(A run of records)
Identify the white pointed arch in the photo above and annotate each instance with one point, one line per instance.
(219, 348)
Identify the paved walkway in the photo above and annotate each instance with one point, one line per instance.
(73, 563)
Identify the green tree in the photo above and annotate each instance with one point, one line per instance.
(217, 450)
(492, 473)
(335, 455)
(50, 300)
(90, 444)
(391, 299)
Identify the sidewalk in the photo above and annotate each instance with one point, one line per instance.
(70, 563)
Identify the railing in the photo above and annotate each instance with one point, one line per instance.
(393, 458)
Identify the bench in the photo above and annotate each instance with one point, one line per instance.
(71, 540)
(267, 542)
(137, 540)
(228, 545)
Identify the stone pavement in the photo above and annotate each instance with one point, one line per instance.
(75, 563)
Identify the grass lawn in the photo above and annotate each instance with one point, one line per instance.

PROBLEM TO SOLVE: Reproduce every line of the material above, keeping each one unchanged.

EXERCISE SOLUTION:
Identify the white pointed arch in the photo above and annotate each instance with one point, one line per instance.
(219, 348)
Identify the paved walkway in the photo above and annotate each instance with one point, one line per instance.
(73, 563)
Identify the green tree in the photo above and annotate each instance with one point, one line per instance.
(217, 450)
(492, 473)
(335, 455)
(50, 300)
(90, 444)
(391, 299)
Identify the sidewalk in the photo above and annotate each instance with one point, one line per instance.
(70, 563)
Identify the railing in the photo above and annotate each instance with one point, one line per instance.
(393, 458)
Identify the bench in the photo above and annotate each instance with one point, one line per instance.
(71, 540)
(267, 542)
(137, 540)
(228, 545)
Identify the stone pavement in the photo above and annotate each instance with one point, one line per instance.
(75, 563)
Identify the grass lawn in the photo above and annotate each instance with one point, one line per instance.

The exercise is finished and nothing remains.